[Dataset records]
══════════════════════════════
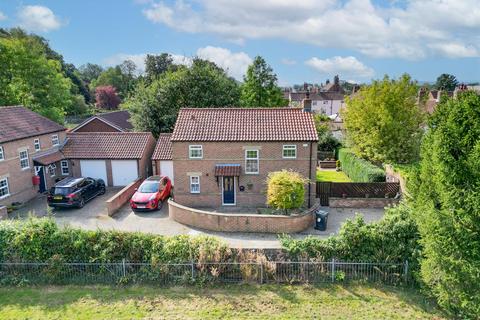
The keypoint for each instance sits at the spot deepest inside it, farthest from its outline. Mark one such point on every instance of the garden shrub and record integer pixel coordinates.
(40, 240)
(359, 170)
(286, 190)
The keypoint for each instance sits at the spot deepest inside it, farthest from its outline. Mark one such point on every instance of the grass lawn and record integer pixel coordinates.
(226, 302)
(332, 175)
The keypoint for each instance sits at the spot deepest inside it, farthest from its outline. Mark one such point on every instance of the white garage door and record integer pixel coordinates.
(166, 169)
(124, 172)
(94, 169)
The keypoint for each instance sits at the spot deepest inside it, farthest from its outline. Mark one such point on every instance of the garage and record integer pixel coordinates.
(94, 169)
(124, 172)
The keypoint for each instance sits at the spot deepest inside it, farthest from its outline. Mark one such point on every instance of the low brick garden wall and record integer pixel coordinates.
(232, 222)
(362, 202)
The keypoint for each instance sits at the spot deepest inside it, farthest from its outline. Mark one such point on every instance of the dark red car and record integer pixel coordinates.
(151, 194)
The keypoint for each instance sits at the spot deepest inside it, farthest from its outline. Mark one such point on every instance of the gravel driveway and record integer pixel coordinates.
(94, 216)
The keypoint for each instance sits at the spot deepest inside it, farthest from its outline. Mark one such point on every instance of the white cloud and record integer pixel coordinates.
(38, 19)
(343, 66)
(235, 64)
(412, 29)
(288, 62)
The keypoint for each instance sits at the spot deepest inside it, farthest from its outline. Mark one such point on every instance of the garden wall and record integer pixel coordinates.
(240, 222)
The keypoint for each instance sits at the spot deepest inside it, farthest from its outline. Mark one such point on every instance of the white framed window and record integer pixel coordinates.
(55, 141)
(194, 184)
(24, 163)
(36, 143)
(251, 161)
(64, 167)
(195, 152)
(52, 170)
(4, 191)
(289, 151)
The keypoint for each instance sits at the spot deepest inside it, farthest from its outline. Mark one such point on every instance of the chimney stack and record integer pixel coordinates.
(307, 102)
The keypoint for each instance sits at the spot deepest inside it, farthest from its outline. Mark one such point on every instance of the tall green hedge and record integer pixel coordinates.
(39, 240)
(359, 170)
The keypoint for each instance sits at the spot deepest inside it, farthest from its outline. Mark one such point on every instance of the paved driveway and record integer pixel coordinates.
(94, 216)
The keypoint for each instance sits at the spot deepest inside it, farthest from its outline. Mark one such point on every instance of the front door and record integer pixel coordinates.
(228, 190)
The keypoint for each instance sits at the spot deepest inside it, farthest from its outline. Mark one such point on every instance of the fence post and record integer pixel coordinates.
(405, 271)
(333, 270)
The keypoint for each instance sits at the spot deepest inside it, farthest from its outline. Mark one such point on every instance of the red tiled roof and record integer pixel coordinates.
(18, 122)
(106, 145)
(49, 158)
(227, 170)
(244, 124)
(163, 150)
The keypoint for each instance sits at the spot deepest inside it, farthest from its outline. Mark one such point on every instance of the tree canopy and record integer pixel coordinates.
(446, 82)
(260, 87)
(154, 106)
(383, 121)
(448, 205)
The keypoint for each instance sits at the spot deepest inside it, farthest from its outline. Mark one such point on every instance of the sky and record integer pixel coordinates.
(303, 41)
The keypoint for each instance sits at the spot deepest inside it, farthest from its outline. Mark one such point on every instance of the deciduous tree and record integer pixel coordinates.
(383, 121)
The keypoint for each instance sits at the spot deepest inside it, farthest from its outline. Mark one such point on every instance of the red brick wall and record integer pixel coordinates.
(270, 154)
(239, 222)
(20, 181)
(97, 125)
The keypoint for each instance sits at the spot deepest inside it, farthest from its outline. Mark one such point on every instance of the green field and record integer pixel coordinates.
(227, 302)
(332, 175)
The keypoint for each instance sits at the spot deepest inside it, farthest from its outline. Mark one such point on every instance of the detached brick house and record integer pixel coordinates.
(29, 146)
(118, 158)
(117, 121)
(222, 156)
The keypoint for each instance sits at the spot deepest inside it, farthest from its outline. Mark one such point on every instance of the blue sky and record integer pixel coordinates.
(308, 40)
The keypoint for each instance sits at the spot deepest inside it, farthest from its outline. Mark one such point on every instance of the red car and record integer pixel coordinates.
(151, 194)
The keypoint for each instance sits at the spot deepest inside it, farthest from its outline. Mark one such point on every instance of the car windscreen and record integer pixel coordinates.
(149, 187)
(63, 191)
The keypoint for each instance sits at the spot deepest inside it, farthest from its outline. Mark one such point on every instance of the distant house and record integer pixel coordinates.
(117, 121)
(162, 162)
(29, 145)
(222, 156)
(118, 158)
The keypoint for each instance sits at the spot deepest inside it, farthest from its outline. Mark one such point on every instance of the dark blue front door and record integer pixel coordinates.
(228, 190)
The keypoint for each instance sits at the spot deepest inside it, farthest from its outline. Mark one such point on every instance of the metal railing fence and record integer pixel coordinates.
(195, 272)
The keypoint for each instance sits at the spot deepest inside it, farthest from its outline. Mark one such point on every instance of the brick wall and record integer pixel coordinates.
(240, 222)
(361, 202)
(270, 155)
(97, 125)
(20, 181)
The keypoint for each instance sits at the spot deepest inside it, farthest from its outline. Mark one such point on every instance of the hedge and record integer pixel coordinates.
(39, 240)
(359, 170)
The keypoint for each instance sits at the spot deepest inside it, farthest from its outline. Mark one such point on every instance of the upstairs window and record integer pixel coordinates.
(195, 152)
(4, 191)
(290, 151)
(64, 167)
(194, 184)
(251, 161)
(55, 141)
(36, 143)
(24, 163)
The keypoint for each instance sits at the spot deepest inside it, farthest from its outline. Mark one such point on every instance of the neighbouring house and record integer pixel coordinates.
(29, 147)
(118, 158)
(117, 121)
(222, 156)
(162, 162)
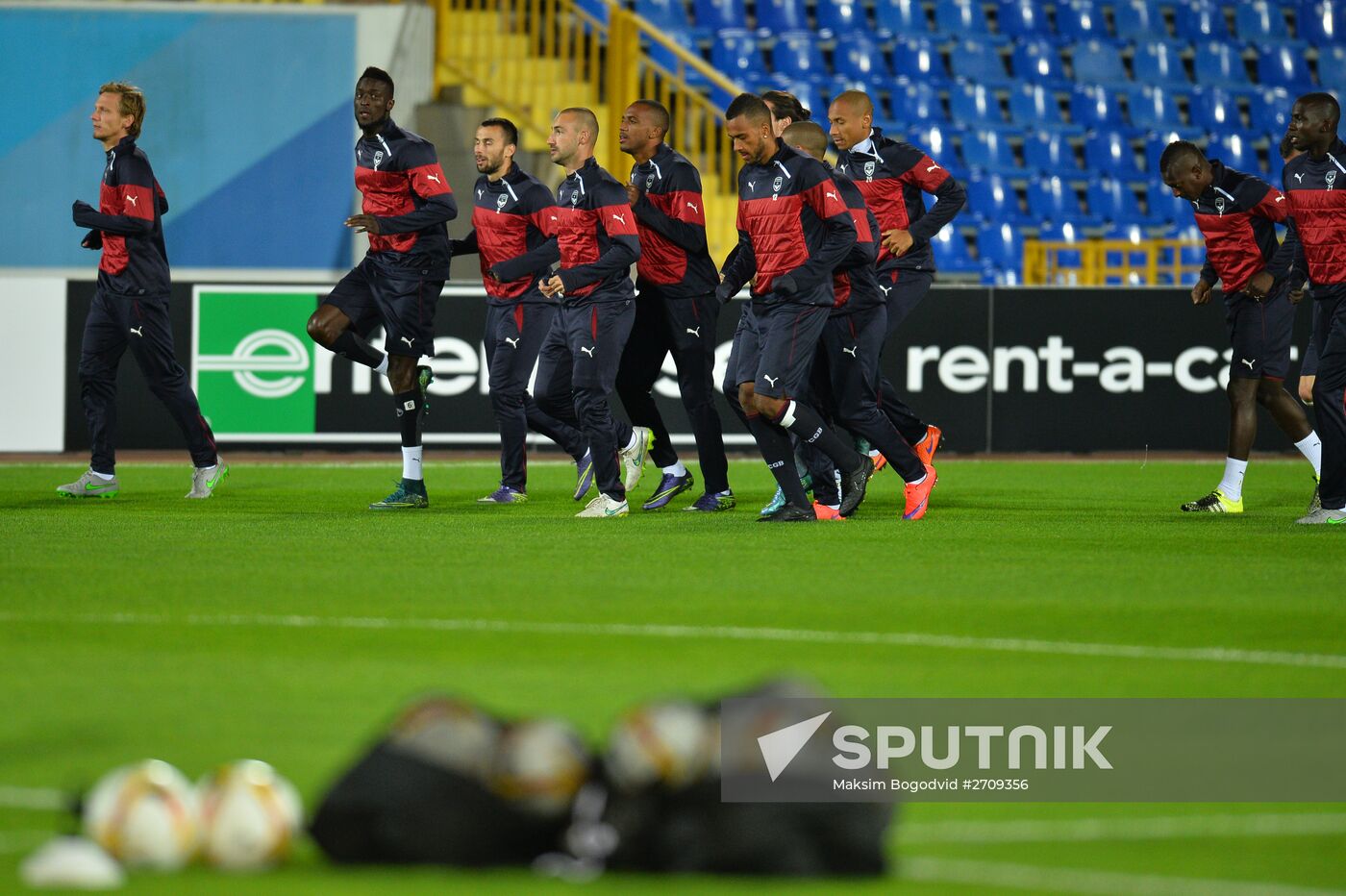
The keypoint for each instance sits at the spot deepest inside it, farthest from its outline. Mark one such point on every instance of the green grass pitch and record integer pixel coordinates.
══════════════════════════════
GIVEN TASK
Leave out the pictures, and give all the records again exactly.

RESULT BELOW
The keypoint for each instance sits at the spot deepest inside it, farthest from its outline. Mark one such point on every instance of the garden shrub and record integer pixel coordinates.
(40, 240)
(359, 170)
(286, 190)
The keypoint for each instance sits at the spot deepest inside it, farthest from its outline. Mark one such point on every instance of the grass lawn and record integer pixel coordinates.
(226, 302)
(332, 175)
The keypoint for each instance sits at the spot deepest inside it, farthest from its outline. Mark one such point on every instance of the white garage door and record integer pixel coordinates.
(166, 169)
(124, 172)
(94, 169)
The keypoint for each instance sits at the spot deepest inside it, farthest from its outline. Mark one such point on every instance of the garage and record integer pixel coordinates.
(94, 169)
(124, 172)
The keypoint for each instance sits at the spot deepest inside it, farthest from its outline. Mark one such point on every instance of the low brick garden wall and record integer pixel coordinates.
(232, 222)
(362, 202)
The keypoint for each instance sits at the spot deepest inside it, farthest from its outline. Mark one such point on every instance of the dark red car and record integer pixel coordinates.
(151, 194)
The keypoint for each instance sits at the spot deepest inside it, farthest from its outline. Mark one such point on every instance of the gravel driveway and record integer pixel coordinates.
(94, 216)
The keypoint for each instance sits at the spot deepest inside it, farthest from its outline. Mark one such point on every instance of the white cloud and record integer pixel coordinates.
(38, 19)
(343, 66)
(235, 64)
(412, 29)
(288, 62)
The keypoint for each instance sits at the spot deepest inside it, farthest from its outline. Mark one such point on every instance of the garden wall and record integer pixel coordinates.
(240, 222)
The keypoint for each instance sits at the spot deepest inside it, farthest from its outline. Mark one such point on every instance of the white framed window and record integer pixel coordinates.
(55, 141)
(194, 184)
(24, 163)
(36, 143)
(251, 161)
(64, 167)
(195, 152)
(52, 170)
(4, 191)
(289, 151)
The keypoint for each instance sits at the spot deepest inside it, farthest from its outline. Mark one such point on every instance of the chimney stack and record integer pixel coordinates.
(307, 102)
The keypoint for each instance sits at the spot deepest inside it, farthest from its outline. Mark one such point on every instance of the tall green hedge and record integer pixel coordinates.
(39, 240)
(359, 170)
The keypoint for each instance sits at the spot deepest inside it, farthest from its outline. Mark one such point on every instance of the paved driveway and record integer pixel coordinates.
(94, 216)
The keypoint for each instance sits at the spot deepest inside it, farthest from its outline. Mark one such point on every instance of the front door and record integer pixel coordinates.
(228, 190)
The keypoint for each instance sits at the spot deepest inside it, farthest from its outline. Mark one such point on every instance of the fence post and record integer pixel coordinates.
(405, 271)
(333, 270)
The keypoint for each instance sits at the spot deepest inside it, farthest from its outline. Mark one such point on every instance of the red tiled roof and record integer pixel coordinates.
(18, 122)
(106, 145)
(49, 158)
(227, 170)
(244, 124)
(163, 150)
The keypoint for each instance sits at the spot deepest inside it, farthest from its outline. Mark one such point on every instance of the tree canopy and record integer pixel coordinates.
(446, 82)
(260, 87)
(154, 106)
(383, 121)
(448, 205)
The keypoint for each instance sits at the spot deepest inside it, farthest from its outline. Mark one such point on every instance of the sky and record integer pixel coordinates.
(303, 41)
The keypoint for each instance sits at the spot deepest inside it, farthest from its outline. Mark one such point on every instance of the deciduous tree and record integer pixel coordinates.
(383, 121)
The keypoint for each instance sits at the spot deepest inside it, farthest from its outline. Mark one such point on every instance of the red brick wall and record integer pixel coordinates.
(270, 154)
(239, 222)
(20, 181)
(97, 125)
The keypoint for each instance sits at the spot deepest inside it, farthest from its outline. Mark one such point on every instance of the green field and record integer pixel coordinates.
(227, 302)
(332, 175)
The keypoint for each instance sits at the spot deepest inside it, farthest from its outline. Mark one such point on every instance of the detached brick house and record integer pixel coordinates.
(29, 146)
(118, 158)
(117, 121)
(222, 156)
The keypoint for each instance sits at the spot deepest inside it, farthest from its outline. Mark one such point on every instance of the blue sky and record integer pixel coordinates.
(308, 40)
The keypoint for each instance sits at the spot deepest inside it, farthest from its outline. Mark one such point on every instance of the red car and record integer pixel coordinates.
(151, 194)
The keypoint for each instance sits at the spot deepest inside it, farthest from its outline. Mark one such point on every instance of the car windscreen and record integer pixel coordinates.
(149, 187)
(63, 191)
The keypoint for each instance sits at the spot deepest inside it, farthest from its outline. Mark one such point on every instance of the distant house and record integer pixel coordinates.
(117, 121)
(162, 162)
(29, 145)
(222, 156)
(118, 158)
The keypoint for each instance sits at the spot deepest inside it, farthest from its outline. Mark one such point on every instance of the dark blue front door and record integer pixel coordinates.
(228, 190)
The keypoint for each instance sits at the spot deepest inside it, farthest from its outline. Mark one such point on every instance of the metal railing fence and record integer pixel coordinates.
(195, 272)
The keypoint for each instance sits at the spot deepest inside it, farthest from its outline. Mark one such point on every instance of the brick wall and record integer pixel coordinates.
(240, 222)
(361, 202)
(270, 155)
(97, 125)
(20, 181)
The keypoint for each instance sits at the spot deepest inside it, farthest from its outline. Mark one such point on every instance of the hedge and record integer pixel coordinates.
(39, 240)
(359, 170)
The keypoint for each instance sits at the spot deepest inside it, farthest from its outline. Mark one such point on every instance of the upstairs window and record integer pixel coordinates.
(195, 152)
(4, 191)
(290, 151)
(64, 167)
(194, 184)
(251, 161)
(55, 141)
(36, 143)
(24, 163)
The keypoint for each instance sits at the spot deepest inside it, farthest from its outline. Mark one such point on every instance of the neighbouring house and record integer pixel coordinates.
(29, 147)
(118, 158)
(117, 121)
(222, 156)
(162, 162)
The keypoint for each instance sits at the spot deepest inside it, farthest from its outline. Mark one such point on every instance of the green grass pitch and record integer pixel coordinates.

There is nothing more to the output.